Items listed in a dataset:
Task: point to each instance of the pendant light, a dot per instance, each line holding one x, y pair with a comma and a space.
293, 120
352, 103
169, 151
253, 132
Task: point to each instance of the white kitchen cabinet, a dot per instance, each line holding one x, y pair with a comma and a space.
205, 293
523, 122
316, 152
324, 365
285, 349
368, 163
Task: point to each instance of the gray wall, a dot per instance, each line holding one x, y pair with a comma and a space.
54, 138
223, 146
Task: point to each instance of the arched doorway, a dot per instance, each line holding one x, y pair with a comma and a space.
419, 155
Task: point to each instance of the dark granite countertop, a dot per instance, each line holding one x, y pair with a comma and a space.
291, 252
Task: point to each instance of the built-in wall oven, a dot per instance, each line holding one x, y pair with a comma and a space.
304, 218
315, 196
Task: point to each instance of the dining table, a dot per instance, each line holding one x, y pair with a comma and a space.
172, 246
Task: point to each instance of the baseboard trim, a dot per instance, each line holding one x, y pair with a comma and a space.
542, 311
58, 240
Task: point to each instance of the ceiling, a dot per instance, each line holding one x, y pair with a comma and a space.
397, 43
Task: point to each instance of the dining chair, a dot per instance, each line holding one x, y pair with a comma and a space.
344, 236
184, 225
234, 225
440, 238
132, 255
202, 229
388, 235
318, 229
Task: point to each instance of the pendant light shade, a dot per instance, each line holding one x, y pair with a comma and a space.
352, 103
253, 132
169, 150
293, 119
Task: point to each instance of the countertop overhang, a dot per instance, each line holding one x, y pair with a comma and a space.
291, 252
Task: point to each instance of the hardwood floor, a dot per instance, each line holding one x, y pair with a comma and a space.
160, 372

WHAT NEEDS TO BE DONE: Your job is to write out the data exactly as it stands.

WRITTEN ANSWER:
Task: point to each instance of the pendant light, a dot per instance, each line holding one x, y pair with a comma and a space.
293, 120
352, 103
169, 151
253, 132
Task: point to each instance of the white kitchen cabinet, a dot per instance, each line holding one x, y pair with a comma and a space.
205, 293
523, 122
316, 152
324, 365
285, 349
368, 163
Task: point to each instance of the gray wall, a dot per instance, each line holding one x, y pair with a comma and a space.
54, 138
223, 146
Task: point to each instance of the arched doorway, a dot per instance, each line holding one x, y pair with a comma and a space.
419, 155
Task: point to each instance of the dark granite countertop, a dot per instance, each line holding one x, y pair with a comma and a space.
291, 252
Task: point to each instance of the built-in wall oven, a dot per instance, each line holding one x, y pair with a comma and a space.
304, 218
315, 196
Task: point to each instance of the dining table, a dot per instance, each line holding one x, y pair with a comma and a space.
172, 246
Task: point to each instance of the baseboard trim, a dot per instance, each line holding one x, y pair with a comma and a space.
542, 311
58, 240
Task: point to each instance of the ceiling, a dot per instance, each line holding one x, y pair with a comma and a space.
397, 43
Task: point to each instance of the dining chair, a dot per instance, each line holding one x, y pair with a comma and a space.
344, 236
184, 225
234, 225
440, 238
132, 255
202, 229
388, 235
318, 229
Task: point to each instance of the pendant light shade, a dot per instance, each line holding one x, y pair with a comma and a space.
352, 103
253, 132
169, 150
293, 119
Task: point to each instance of the countertop overhang, a dot per instance, each line holding one x, y pair with a comma and a space.
291, 252
Task: point to each instance of the hardwood floor, a dot per instance, each line holding one x, y pair with a comma and a space.
160, 372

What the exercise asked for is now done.